» **WORK TASK**
The records come next. Copy all of them exactly.
*** Opening TASK MATERIAL ***
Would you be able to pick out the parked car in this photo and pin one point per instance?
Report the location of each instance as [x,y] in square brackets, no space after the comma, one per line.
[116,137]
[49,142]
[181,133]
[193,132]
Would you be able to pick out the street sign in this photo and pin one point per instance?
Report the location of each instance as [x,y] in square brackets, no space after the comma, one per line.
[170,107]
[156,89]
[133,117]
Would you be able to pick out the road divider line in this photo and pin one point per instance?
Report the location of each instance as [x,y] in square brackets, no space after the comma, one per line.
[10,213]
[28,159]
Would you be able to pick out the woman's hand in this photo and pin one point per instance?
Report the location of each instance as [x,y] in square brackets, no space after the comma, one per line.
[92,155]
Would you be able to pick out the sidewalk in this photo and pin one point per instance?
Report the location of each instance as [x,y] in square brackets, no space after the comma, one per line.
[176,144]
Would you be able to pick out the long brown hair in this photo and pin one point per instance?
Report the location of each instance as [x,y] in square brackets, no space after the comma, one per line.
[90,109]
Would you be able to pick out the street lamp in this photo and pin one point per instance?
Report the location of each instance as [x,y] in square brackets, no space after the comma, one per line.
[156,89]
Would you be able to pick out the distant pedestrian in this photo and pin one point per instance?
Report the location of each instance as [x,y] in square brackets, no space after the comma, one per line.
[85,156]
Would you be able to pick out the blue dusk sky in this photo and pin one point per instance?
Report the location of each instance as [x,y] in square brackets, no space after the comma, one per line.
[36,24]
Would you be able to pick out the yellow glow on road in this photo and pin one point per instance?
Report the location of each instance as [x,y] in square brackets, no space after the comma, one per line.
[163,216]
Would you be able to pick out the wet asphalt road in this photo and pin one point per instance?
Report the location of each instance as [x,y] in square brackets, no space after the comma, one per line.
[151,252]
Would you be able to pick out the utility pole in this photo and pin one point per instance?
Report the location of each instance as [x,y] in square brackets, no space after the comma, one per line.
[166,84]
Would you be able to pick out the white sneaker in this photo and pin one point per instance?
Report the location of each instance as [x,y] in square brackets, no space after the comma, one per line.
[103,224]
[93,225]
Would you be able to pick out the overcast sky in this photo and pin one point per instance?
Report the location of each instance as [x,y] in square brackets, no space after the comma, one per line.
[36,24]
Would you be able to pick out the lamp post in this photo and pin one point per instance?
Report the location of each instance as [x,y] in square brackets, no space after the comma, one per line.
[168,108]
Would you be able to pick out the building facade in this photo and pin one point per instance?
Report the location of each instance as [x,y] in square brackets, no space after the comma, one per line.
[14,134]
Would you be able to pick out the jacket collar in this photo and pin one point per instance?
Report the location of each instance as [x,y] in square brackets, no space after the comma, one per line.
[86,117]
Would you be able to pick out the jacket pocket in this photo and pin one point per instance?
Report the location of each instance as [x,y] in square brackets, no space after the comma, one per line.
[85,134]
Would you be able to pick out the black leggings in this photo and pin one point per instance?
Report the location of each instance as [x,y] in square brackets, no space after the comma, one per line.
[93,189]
*** Closing TASK MATERIAL ***
» **RESPONSE TO THE TASK**
Would you be able to pick out the parked car in this photo and pin one point per instance?
Report the location of each instance as [x,y] in square brackets, no space after the comma, one per line.
[116,137]
[49,142]
[181,133]
[193,132]
Would you be able to pick out the street sign in this photo and pin one point per instance?
Report the location of each instance as [x,y] in square brackets, no space after the comma, one per line.
[170,107]
[156,89]
[133,117]
Would you be able to pick out the road divider line in this photo and pin one point per instance?
Report the location of each instance as [x,y] in square brackets, no space after the comma, one per line.
[10,213]
[28,159]
Would you be able to pick out the woman's hand in this photo and pin one point per instance?
Report the location of each instance as [x,y] in square brackets, no space after the comma, one per line.
[92,155]
Would you be able to pick out the sidewalk in this photo and pin one point per instance?
Report the location of each instance as [x,y] in square brackets, no space after the comma, one per line.
[176,144]
Would you be able to pick out the long brown hair in this photo and pin one point per instance?
Report the location of each instance as [x,y] in square brackets, no space after the comma, one per line.
[90,109]
Would you be able to pick out the street lamp in this photo and pin one point per instance?
Report the location of each instance as [x,y] in square brackets, no space after the comma, one per line.
[156,89]
Would you be able to pick out the distant pedestrian in this photo and pin one point per instance?
Report the location of each instance as [x,y] in square brackets, no space after the comma, one per line.
[85,156]
Would you be able to pick out the blue dusk sky in this photo and pin one point per instance?
Report the location of each instance as [x,y] in square brackets, no space after the comma, one per line.
[36,24]
Would you be able to pick out the yellow glow on road in this photo and pin one point per instance?
Report the location of each instance as [x,y] in square brackets, no space after the comma, one per line.
[163,216]
Would you be able to pick out the wet asphalt road in this photo and pin one point per instance?
Report the location of each instance as [x,y] in square brackets, no space after the comma, one per line.
[151,252]
Would you be able to pick out the utility pole in this photo and pin one point per instance?
Report the location of each instance as [x,y] in square brackets, no space after the comma, one per line.
[166,84]
Would you be able to pick out the white sneaker in this photo and pin one point per instance?
Report the location of each instance as [x,y] in square brackets, no space after the comma, one per line.
[103,224]
[93,225]
Would you be able to pick out the overcast sky in this photo and pin one point per instance?
Report the location of each instance as [x,y] in square brackets, no space after the comma, one per line.
[36,24]
Would you be able to pick out the lamp post in this photo and pin one point per instance?
Report the location of each instance as [x,y] in square brackets, no space after the comma, one per line.
[168,108]
Would you be able to pick out the building facade in this photo and pin one point per instance?
Report the location of each instance as [x,y] in square brackets, no space after the comma, one per line.
[14,134]
Would you be able to pick out the jacket collar in this photo and pin one point per instance?
Report the location of each instance as [x,y] in square brackets, no space after the comma, one per line.
[86,117]
Would you be able to pick out the jacket pocket in this photo and pin one point per instance?
Report the location of each instance as [x,y] in square brackets, no space after the comma, one per line.
[85,134]
Would you be able to pick out the black leggings in this photo and pin one point per instance?
Report the location of each instance as [x,y] in square brackets, no space after the comma, one per line.
[93,189]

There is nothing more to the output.